(Written request):
Rewrite the data from the line with "Q: Where is a point on each instance of the glove" up to and including the line with "x=473, y=1288", swapping "peeling paint" for "chipped paint" and leaving everything else unchanged. Return only those lines.

begin Exercise material

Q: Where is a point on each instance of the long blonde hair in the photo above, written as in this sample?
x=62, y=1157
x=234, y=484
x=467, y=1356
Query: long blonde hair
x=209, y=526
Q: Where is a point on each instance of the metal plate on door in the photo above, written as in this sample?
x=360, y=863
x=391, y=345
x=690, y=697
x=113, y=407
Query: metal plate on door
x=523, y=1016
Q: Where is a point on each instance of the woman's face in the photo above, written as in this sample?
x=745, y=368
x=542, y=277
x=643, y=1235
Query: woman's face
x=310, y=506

end Exercise material
begin Exercise material

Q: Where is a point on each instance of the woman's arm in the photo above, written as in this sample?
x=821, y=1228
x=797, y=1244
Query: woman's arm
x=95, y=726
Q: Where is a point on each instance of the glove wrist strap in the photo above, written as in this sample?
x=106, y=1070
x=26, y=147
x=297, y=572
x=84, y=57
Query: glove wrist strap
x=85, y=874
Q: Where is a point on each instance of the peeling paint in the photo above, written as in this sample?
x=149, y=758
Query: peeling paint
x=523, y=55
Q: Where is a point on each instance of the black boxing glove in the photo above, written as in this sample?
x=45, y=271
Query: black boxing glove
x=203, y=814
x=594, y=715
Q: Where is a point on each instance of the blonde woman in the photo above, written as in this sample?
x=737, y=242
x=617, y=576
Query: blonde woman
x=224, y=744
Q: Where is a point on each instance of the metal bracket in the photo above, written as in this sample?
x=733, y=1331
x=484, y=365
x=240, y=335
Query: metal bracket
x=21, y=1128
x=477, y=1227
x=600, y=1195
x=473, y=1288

end Exercise material
begin Exercise material

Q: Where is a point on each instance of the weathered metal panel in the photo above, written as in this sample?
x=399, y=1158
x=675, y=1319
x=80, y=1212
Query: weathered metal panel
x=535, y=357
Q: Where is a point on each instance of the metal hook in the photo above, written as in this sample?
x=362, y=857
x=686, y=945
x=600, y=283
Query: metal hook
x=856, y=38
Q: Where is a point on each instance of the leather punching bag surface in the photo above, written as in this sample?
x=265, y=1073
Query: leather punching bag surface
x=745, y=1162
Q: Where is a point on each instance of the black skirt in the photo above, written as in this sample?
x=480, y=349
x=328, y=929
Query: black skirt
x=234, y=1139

end Exercise material

(Response to the task):
Q: Where is a point on each instance of the glove wrist strap in the photo above, written as in this sample?
x=106, y=1070
x=26, y=147
x=297, y=572
x=84, y=57
Query: glove wrist strap
x=85, y=874
Q: Where is a point on each instance of the chipped paint in the photo above, written as in this sample?
x=149, y=758
Query: chipped paint
x=523, y=55
Q: Where is a point on each instance of the black boxing glove in the photo above, written as in this sample?
x=45, y=271
Query: black boxing glove
x=203, y=814
x=594, y=715
Q: Where is a point on each instance of the blonde woman in the photo above, written as in this sample?
x=737, y=242
x=617, y=576
Query: blonde woman
x=224, y=744
Q: Where is a point on each instance of the metal bracket in the photo above, written as in this sample?
x=733, y=1331
x=484, y=365
x=240, y=335
Query: metal bracket
x=21, y=1128
x=477, y=1227
x=600, y=1195
x=473, y=1288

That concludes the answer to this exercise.